Provided material section start

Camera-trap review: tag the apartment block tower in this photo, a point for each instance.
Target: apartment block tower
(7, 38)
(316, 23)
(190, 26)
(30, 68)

Provided material section end

Write the data out again in full. Match it word for word.

Task result
Camera-trap review: tag the apartment block tower in this photo, a point for each instance.
Target: apartment block tower
(7, 38)
(316, 23)
(190, 26)
(30, 68)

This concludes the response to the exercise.